Reproduce the passage of the world population article that runs from "U.N. forecasts suggest" up to and including "water for everyone.", with no changes.
Page text below:
7 Billion: How Did We Get So Big So Fast?

It was just over two centuries ago that the global population was 1 billion — in 1804. But better medicine and improved agriculture resulted in higher life expectancy for children, dramatically increasing the world population, especially in the West.

As higher standards of living and better health care are reaching more parts of the world, the rates of fertility — and population growth — have started to slow down, though the population will continue to grow for the foreseeable future.

U.N. forecasts suggest the world population could hit a peak of 10.1 billion by 2100 before beginning to decline. But exact numbers are hard to come by — just small variations in fertility rates could mean a population of 15 billion by the end of the century.



2 Responses to 7 Billion: How Did We Get So Big So Fast?

  1. No, the world can not hold all those people. It's bursting at the seams now. The only way we have managed this many is by paving over huge forrests with gigantic vertical buildings (to store us), genetically modifying food (to feed us), and abusing underground lakes (aquifers) in order to farm in less than ideal areas, because we've paved over the more fertile lands. The next step is going to be ocean desalination, because we simply will not have enough water for everyone.
End of Page text.
Data supplied below:
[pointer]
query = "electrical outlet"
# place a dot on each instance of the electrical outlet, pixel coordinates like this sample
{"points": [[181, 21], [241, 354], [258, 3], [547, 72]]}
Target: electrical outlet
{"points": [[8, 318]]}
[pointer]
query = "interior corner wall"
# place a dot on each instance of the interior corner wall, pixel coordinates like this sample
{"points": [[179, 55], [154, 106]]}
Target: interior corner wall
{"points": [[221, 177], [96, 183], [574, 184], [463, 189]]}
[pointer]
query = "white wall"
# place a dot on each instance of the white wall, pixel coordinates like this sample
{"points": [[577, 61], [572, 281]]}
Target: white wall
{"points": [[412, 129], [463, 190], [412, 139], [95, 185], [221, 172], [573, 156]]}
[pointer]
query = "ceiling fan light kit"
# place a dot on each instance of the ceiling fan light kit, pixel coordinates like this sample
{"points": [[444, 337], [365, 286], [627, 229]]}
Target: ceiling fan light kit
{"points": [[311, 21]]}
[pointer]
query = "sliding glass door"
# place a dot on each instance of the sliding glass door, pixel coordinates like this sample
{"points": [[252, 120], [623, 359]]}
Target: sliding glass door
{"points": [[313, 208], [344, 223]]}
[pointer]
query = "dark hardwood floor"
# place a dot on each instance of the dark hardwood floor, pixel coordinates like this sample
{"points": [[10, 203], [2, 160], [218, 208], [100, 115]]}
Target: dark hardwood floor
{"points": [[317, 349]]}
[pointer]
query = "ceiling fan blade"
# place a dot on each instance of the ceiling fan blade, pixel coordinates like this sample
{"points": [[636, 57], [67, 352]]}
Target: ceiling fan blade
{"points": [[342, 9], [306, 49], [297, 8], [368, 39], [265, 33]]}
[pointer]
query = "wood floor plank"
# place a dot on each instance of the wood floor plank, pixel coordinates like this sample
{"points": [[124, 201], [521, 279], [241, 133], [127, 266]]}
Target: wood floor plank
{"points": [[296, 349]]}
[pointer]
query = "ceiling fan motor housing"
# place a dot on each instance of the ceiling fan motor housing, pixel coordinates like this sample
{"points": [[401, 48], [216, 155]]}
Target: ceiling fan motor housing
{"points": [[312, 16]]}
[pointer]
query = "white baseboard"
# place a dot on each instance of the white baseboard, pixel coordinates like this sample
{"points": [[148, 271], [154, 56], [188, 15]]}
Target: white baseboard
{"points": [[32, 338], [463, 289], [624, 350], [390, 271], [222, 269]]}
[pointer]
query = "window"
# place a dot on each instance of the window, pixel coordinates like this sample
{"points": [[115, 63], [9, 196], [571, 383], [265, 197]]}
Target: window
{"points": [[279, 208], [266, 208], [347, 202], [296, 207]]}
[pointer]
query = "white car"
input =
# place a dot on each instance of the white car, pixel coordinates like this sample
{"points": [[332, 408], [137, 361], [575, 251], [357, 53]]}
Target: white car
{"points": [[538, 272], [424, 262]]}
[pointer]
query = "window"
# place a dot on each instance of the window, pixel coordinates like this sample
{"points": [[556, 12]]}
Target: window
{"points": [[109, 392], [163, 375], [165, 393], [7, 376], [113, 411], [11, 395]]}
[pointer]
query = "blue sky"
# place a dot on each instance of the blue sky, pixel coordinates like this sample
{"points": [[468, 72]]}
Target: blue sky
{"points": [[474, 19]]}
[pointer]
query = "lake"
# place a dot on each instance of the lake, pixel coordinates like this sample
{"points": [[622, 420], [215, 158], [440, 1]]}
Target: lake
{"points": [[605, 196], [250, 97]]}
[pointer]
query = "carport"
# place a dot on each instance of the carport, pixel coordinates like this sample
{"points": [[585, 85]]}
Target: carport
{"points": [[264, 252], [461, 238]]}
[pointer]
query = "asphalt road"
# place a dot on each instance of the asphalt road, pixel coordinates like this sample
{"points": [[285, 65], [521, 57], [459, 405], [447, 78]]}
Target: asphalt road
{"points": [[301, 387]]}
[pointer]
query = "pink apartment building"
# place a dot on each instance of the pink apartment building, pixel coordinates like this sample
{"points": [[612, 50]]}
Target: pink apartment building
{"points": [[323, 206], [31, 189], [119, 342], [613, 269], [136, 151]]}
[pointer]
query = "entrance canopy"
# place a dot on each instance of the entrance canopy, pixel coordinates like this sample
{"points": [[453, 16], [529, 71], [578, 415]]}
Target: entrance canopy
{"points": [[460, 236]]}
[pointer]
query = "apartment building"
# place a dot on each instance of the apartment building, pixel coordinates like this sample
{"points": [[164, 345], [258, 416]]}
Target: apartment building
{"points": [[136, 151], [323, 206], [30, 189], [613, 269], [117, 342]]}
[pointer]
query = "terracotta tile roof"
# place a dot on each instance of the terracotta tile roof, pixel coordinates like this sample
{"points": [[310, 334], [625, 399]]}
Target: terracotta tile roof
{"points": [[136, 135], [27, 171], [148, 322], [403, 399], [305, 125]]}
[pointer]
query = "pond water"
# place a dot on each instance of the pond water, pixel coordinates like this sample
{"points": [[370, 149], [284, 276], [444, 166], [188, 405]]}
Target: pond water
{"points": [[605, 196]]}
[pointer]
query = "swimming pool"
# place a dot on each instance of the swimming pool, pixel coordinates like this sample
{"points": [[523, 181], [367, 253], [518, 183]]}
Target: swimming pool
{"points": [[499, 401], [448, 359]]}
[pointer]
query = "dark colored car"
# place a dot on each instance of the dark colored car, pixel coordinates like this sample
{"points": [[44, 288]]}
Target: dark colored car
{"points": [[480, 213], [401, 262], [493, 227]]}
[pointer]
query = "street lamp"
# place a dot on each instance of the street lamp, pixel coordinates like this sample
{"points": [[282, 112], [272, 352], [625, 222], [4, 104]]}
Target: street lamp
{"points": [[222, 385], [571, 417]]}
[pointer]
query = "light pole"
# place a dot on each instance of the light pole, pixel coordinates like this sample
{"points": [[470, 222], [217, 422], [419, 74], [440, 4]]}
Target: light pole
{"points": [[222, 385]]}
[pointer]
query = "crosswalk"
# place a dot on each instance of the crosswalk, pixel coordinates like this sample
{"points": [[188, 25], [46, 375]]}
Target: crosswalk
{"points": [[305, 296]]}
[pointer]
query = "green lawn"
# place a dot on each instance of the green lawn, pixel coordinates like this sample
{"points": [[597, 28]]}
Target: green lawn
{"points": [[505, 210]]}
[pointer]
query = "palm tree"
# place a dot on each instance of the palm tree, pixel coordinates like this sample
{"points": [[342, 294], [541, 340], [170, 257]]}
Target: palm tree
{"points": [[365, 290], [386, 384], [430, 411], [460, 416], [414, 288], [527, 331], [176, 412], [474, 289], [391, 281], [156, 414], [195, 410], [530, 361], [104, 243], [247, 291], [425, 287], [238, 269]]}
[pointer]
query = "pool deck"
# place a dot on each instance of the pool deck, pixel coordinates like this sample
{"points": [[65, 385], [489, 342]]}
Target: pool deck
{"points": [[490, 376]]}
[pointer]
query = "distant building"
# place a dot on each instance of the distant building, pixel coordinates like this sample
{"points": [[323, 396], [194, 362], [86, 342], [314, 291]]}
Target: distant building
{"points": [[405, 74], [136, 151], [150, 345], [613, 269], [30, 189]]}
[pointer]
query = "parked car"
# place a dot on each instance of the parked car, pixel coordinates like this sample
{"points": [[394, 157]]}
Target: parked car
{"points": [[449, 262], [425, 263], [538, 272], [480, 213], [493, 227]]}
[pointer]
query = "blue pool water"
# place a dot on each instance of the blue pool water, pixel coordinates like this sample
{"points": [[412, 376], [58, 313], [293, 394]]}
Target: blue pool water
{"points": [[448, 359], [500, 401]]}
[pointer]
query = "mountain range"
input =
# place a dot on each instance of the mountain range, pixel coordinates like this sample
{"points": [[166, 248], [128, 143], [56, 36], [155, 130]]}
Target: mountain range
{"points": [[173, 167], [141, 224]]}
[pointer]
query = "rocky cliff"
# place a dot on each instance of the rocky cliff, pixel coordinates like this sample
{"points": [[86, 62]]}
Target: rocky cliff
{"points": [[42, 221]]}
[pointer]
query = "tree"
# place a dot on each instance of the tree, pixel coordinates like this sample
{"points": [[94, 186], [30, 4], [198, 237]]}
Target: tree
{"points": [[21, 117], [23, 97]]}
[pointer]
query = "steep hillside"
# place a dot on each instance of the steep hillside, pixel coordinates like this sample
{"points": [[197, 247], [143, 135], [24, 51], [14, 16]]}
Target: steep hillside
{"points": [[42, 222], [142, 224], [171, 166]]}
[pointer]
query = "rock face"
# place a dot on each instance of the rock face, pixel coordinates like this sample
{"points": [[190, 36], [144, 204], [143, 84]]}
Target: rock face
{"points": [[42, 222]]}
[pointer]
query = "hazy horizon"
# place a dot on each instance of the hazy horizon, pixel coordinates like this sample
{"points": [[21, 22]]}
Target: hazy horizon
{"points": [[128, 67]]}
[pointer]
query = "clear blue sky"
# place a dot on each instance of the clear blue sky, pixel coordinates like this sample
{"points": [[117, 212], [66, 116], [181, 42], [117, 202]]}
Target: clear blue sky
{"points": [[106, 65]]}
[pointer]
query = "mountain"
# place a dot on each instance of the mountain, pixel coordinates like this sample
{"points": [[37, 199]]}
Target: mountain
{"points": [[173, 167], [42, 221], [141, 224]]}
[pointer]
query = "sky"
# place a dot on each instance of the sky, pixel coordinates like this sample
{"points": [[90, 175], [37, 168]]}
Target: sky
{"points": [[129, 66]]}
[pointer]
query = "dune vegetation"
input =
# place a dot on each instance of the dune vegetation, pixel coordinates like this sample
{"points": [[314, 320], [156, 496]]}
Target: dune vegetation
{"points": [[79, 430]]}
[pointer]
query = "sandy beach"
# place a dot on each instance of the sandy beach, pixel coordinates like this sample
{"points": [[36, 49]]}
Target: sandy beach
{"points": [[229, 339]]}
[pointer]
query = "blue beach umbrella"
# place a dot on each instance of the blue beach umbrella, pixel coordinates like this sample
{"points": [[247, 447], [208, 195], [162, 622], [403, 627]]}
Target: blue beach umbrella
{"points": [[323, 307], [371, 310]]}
End of Data supplied.
[Answer space]:
U.N. forecasts suggest the world population could hit a peak of 10.1 billion by 2100 before beginning to decline. But exact numbers are hard to come by — just small variations in fertility rates could mean a population of 15 billion by the end of the century.



2 Responses to 7 Billion: How Did We Get So Big So Fast?

  1. No, the world can not hold all those people. It's bursting at the seams now. The only way we have managed this many is by paving over huge forrests with gigantic vertical buildings (to store us), genetically modifying food (to feed us), and abusing underground lakes (aquifers) in order to farm in less than ideal areas, because we've paved over the more fertile lands. The next step is going to be ocean desalination, because we simply will not have enough water for everyone.